[PASSAGE PROVIDED Boundary: Start]

Brown can score goals

Brown, despite not scoring for 54 games, certainly had his chances. In fact, he even scored in Edmonton’s December 10 win over the New Jersey Devils… Unfortunately, the goal was called back. I’m not sure I’ve ever seen a player this snakebitten and at a certain point, it was just pure unluck rather than what Brown was doing.
Finally, in his 55th game of the season, in a blowout, Brown scored his first goal since March 2022. For a player lacking luck all season, this goal was rather lucky, as it just kind of bounced off him and past the netminder. Interestingly, it was against his former team, the Washington Capitals, whom he played four games with before his ACL injury in 2022-23.
However, since coming off the schneid, Brown has three goals and four points in the last six games, with a shooting percentage at the very sustainable 42.9% and 71:15 minutes on ice. His second goal was probably the easiest goal he’ll score in his life (that he probably doesn’t score to begin the season), as Sam Carrick found him with a beautiful pass with less than 10 seconds left in the game, once again, in a blowout.
It’s the third goal, though, that is a very encouraging sign. At times this season, I was screaming “SHOOT” when Brown had the puck. This time, though, Brown uncorked a laser of a wrister that beat Connor Hellebuyck, one of the best netminders in the game. Not only that, but this was an important goal for the Oilers, as they went up 2-1 against a contender in the Winnipeg Jets.
He’s heating up, and everyone loves it.

Brown is very likeable

There’s a line between fair criticism for a multi-millionaire hockey player and just going too far. Thankfully, Oiler fans never went too far in their criticism of Brown, at least that I saw. Sure, it was frustrating he passed up a chance to shoot on a two-on-one. Sure, it was frustrating that he was brought in as a second-line winger and wasn’t scoring for the first 54 games. And yes, it’s frustrating for Oiler fans that he’ll cost $3.225 million towards the cap next season.
But when Brown scored his first goal of the season, you can tell how much it meant to the fans. The snakebitten Brown received a long-standing ovation after scoring his first goal, and even hats were thrown on the ice. To me, that’s a sign of appreciation usually reserved for a hat trick (and Zach Hyman’s 50th goal, there was a lone hat on the ice).
The reaction from the Oilers’ bench that night reminds me of a Game 7 celebration. Everyone on that bench loves Brown and knows how much that means for him. Even Brown himself looked relieved, happy, and on the verge of tears. That goal, despite it being in a blowout, was one of the best moments this season and just shows how well-liked Brown is in Oil Country.

[PASSAGE PROVIDED Boundary: End]
[RAW DATA Boundary: Start]

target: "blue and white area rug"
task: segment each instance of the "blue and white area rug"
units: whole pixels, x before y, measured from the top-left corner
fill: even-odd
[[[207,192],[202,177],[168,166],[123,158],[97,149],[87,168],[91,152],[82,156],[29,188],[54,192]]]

[RAW DATA Boundary: End]

> _EXERCISE SET_
A: In the article about Brown, which team was he playing against when he scored his first goal since March 2022?
B: Output the part of the article about Brown starting at "He’s heating up, and" and ending at "on the ice).", word for word.

> _RESPONSES IN ORDER_
A: The Washington Capitals, his former team.

B:
He’s heating up, and everyone loves it.

Brown is very likeable

There’s a line between fair criticism for a multi-millionaire hockey player and just going too far. Thankfully, Oiler fans never went too far in their criticism of Brown, at least that I saw. Sure, it was frustrating he passed up a chance to shoot on a two-on-one. Sure, it was frustrating that he was brought in as a second-line winger and wasn’t scoring for the first 54 games. And yes, it’s frustrating for Oiler fans that he’ll cost $3.225 million towards the cap next season.
But when Brown scored his first goal of the season, you can tell how much it meant to the fans. The snakebitten Brown received a long-standing ovation after scoring his first goal, and even hats were thrown on the ice. To me, that’s a sign of appreciation usually reserved for a hat trick (and Zach Hyman’s 50th goal, there was a lone hat on the ice).